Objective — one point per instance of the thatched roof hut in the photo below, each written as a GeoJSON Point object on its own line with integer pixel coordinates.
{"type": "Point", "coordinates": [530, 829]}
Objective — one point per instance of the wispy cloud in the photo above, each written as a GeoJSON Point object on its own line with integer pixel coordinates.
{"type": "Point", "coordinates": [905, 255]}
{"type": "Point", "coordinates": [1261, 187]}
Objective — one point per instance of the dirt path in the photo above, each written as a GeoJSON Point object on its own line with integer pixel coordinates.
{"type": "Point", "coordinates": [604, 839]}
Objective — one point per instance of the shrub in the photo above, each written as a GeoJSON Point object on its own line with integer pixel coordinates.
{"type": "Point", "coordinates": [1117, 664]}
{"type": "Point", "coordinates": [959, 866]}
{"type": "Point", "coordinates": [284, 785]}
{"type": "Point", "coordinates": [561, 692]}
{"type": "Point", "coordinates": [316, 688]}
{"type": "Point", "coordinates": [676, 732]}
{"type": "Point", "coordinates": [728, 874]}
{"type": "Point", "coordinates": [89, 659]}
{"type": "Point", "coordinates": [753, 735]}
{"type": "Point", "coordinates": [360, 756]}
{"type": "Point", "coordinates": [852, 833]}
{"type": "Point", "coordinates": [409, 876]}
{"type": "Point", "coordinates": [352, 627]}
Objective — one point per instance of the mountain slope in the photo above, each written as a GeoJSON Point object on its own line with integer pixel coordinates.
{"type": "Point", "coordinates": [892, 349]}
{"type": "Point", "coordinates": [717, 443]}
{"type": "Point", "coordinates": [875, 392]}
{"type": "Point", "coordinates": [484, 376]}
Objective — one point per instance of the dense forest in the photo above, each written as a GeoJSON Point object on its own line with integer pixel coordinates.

— YOUR INSTRUCTIONS —
Reproduce the entries exactly. Every word has to stay the same.

— TASK RESULT —
Objective — one point per instance of the thatched roof hut in the photo below, each written as a GeoJSON Point object on its own line with integer pixel coordinates.
{"type": "Point", "coordinates": [530, 829]}
Objective — one point per instance of the wispy cloud in the photo above, each written as a GeoJSON Point object on its own line with integer pixel coordinates.
{"type": "Point", "coordinates": [905, 255]}
{"type": "Point", "coordinates": [1261, 187]}
Objective — one point per instance of the dirt path in the photo above, each written as a GeoJSON Point object on its own line with integer pixel coordinates.
{"type": "Point", "coordinates": [604, 839]}
Objective — one point per instance of the shrub in the photo above, each written as a GeoJSON Point object on its own line with integer pixel coordinates.
{"type": "Point", "coordinates": [1117, 664]}
{"type": "Point", "coordinates": [959, 866]}
{"type": "Point", "coordinates": [284, 785]}
{"type": "Point", "coordinates": [561, 692]}
{"type": "Point", "coordinates": [316, 688]}
{"type": "Point", "coordinates": [676, 732]}
{"type": "Point", "coordinates": [728, 874]}
{"type": "Point", "coordinates": [89, 659]}
{"type": "Point", "coordinates": [753, 735]}
{"type": "Point", "coordinates": [360, 756]}
{"type": "Point", "coordinates": [852, 833]}
{"type": "Point", "coordinates": [409, 876]}
{"type": "Point", "coordinates": [352, 627]}
Objective — one point per instance of the mountain slope in the photo above, each written as a GeoJSON Point object on its own line with integer pixel coordinates.
{"type": "Point", "coordinates": [892, 349]}
{"type": "Point", "coordinates": [717, 443]}
{"type": "Point", "coordinates": [875, 392]}
{"type": "Point", "coordinates": [484, 376]}
Objective — one point per instance of the dense forest in the photo above, each written as a GeoJSON Point object on its own line with integer pixel coordinates.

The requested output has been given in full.